Illustration: Julia Schubert

Dass die Oberschnkellücke anatomisch oft unmöglich ist, sieht man daran, dass Barbie eine hat. Zum Vergleich die "realistisch proportionierte" Barbie: Würde sie die Beine schließen, wäre da keine Lücke.

Wann genau und durch wen der Thigh Gap so beliebt wurde, lässt sich nicht mehr rekonstruieren. Klar ist, dass sich bei sehr dünnen Models die Beine oft an keiner Stelle berühren. Und weil Models gerade für viele junge Mädchen als Schönheitsvorbilder fungieren, bedeutet die Lücke zwischen den Schenkeln für diese: Da ist kein Fett und darum ist es schön. Neben dem ersten Trugschluss (nur dünn ist schön), gibt es bei dieser Sache noch einen zweiten, rein anatomischen. Denn ob man eine Oberschenkellücke hat oder nicht, hat vor allem damit zu tun, wie breit die Hüften sind und wie die Beine im Skelett zueinander positioniert sind, und weniger damit, wie dünn oder dick man ist. Wer O-Beine hat, wird zum Beispiel immer eine Oberschenkellücke haben. In manchen der „Ratgeber“, die einem erklären wollen, wie man selbst eine solche Lücke bekommt, wird darauf hingewiesen, dass aus genetischen und anatomischen Gründen nicht jeder eine Oberschenkellücke haben kann. Anschließend wird aber trotzdem behauptet, dass man Diät halten und trainieren soll, dann werde das schon klappen mit der begehrten Lücke.  

Die Körperpartie zwischen Schambein und Knien steht exemplarisch für das Dünnsein, an ihr soll man es ablesen können, besser als irgendwo sonst. Wahrscheinlich, weil es gerade die Schenkel sind, die Mädchen und Frauen oft als ihre „Problemzonen“ bezeichnen, die am schnellsten Fett ansetzen und damit aus dem Ideal fallen. Die Überschneidungen zwischen den Befürwortern des Thigh Gap und den Anhänger der „Pro Ana“-Bewegung, die die Magersucht als Lebensmodell und das Dünnsein als höchstes Ziel verfolgen, sind darum auch entsprechend groß. „Thinspirations“, Bilder, auf denen extrem dünne Frauen zu sehen sind und an denen sich die Mädchen orientieren, zeigen oft Oberschenkellücken. Wer dieses Ideal anstrebt, sagen die Bilder, der muss abnehmen. Das ist gefährlich, weil es in eine Essstörung führen kann. Einer der Gründe, warum vor allem Mädchen in der Pubertät an Magersucht erkranken, ist die Veränderung des Körpers, der weiblicher wird, der Rundungen bekommt. Das Hungern verhindert diesen Prozess und der Körper bleibt kindlich. Auch dafür steht die Oberschenkellücke, denn knabenhafte, gerade Beine haben vor allem dünne präpubertäre Mädchen.
════════════════
ÜBUNGSTEILE »
A: Schreibe die Einträge unverändert ab, beginnend mit der Zeile, die „of the liquor“ enthält, und endend mit der Zeile, die „pixel 110 898“ enthält, wobei beide Zeilen dazugehören.
B: Führe den Text über die Oberschenkellücke im Anschluss an seinen letzten Satz weiter.
════════════════
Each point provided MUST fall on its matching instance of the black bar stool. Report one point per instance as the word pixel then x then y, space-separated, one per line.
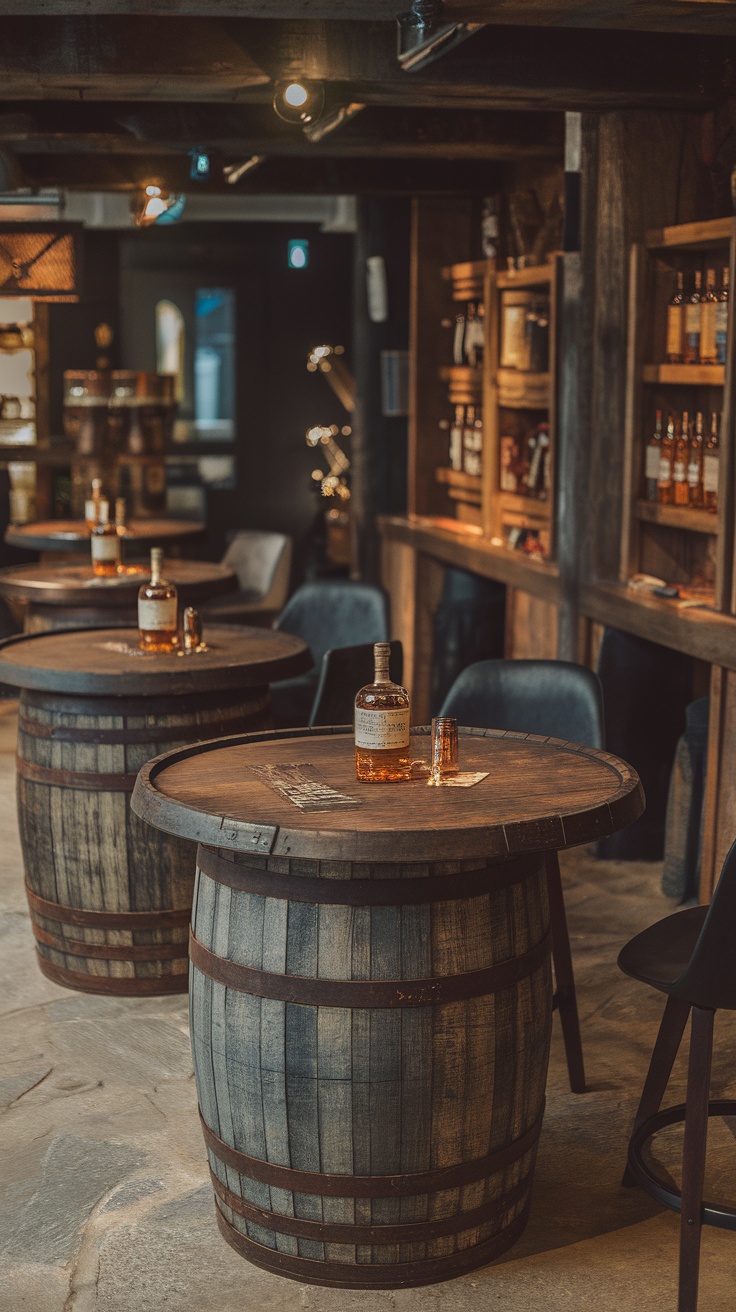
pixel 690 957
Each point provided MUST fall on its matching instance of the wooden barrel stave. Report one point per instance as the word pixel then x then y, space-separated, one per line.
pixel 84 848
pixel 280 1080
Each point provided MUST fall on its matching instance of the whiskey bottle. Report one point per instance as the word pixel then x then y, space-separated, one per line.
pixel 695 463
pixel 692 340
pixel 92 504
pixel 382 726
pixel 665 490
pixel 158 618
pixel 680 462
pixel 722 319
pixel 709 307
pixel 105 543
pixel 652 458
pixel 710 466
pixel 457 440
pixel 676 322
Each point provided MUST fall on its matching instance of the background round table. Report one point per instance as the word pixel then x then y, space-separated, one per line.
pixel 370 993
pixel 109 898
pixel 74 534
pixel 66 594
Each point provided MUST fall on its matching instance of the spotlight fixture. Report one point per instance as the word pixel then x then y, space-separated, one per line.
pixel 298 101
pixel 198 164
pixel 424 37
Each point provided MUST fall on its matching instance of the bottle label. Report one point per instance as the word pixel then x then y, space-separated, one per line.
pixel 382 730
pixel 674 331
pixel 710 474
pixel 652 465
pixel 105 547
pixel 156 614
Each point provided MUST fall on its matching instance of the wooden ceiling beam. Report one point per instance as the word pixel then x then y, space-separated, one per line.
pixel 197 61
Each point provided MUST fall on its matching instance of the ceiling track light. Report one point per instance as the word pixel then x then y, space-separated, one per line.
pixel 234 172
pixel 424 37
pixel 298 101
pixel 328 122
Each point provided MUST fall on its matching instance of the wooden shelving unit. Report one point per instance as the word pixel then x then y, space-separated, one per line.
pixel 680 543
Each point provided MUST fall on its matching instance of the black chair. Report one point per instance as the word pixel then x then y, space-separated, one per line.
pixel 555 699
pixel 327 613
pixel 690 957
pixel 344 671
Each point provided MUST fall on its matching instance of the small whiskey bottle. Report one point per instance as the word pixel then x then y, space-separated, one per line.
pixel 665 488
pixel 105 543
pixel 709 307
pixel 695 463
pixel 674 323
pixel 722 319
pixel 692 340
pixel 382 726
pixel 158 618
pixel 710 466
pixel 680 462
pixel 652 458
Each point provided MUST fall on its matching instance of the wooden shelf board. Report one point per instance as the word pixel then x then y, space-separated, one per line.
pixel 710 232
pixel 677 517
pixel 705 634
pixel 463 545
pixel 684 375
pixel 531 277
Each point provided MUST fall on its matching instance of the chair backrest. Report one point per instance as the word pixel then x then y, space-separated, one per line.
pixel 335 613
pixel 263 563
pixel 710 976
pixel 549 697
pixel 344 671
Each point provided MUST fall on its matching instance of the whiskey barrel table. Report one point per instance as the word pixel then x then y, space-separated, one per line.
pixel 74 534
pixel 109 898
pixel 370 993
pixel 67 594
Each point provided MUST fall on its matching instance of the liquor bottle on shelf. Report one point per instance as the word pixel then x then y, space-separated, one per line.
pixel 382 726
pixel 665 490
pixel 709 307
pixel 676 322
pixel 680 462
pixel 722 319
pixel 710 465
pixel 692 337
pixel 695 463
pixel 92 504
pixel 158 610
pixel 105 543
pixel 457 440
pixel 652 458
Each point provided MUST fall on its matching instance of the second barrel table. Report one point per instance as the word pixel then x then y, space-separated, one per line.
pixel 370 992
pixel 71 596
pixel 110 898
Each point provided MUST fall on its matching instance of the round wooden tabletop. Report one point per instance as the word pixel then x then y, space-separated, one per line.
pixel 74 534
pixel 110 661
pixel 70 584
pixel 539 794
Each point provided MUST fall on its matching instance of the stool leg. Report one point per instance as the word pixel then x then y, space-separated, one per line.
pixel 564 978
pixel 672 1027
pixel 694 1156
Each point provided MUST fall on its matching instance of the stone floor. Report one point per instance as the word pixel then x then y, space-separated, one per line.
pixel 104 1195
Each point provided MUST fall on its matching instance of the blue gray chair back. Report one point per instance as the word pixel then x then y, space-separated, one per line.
════════════════
ERGEBNISSE JE AUFGABE »
A:
Each point provided MUST fall on its matching instance of the liquor bottle on shelf. Report one point per instance as the word pixel then x then y, space-separated, one per line.
pixel 382 726
pixel 665 490
pixel 709 307
pixel 676 322
pixel 680 462
pixel 722 319
pixel 710 465
pixel 692 337
pixel 695 463
pixel 92 504
pixel 158 610
pixel 105 543
pixel 457 440
pixel 652 458
Each point provided MUST fall on its matching instance of the second barrel table. Report one point per instance as the word pixel then x then y, space-separated, one per line.
pixel 370 992
pixel 71 596
pixel 110 898

B:
Die große Thigh-Gap-Bilderflut ist aus noch einem Grund verheerend. Die Mädchen werden durch die Fotos nicht nur komplett auf ihren Körper reduziert, was schlimm genug wäre, sondern sogar nur auf einen Teil davon. Die Devise, dass Schönheit auf einem Zusammenspiel von Körper und Charakter, auf einem Menschen als Ganzes basiert, wird oft genug auf den Körper reduziert. Hier wird sie noch stärker heruntergebrochen. Die Bilder zeigen Frauen und Mädchen, die völlig ihrer Identität und sogar ihres Körpers beraubt sind. Man sieht kein Gesamtbild, keine Proportionen, die Frauen haben kein Gesicht, keine Schultern, keinen Oberkörper, meist auch keine Füße. Sie bestehen nur aus Schenkeln – und sogar davon soll möglichst wenig existieren. Das Bild mit der größten Leerstelle zeigt die größte Schönheit. Wer verschwindet, ist schön, schön ist, wo nichts ist.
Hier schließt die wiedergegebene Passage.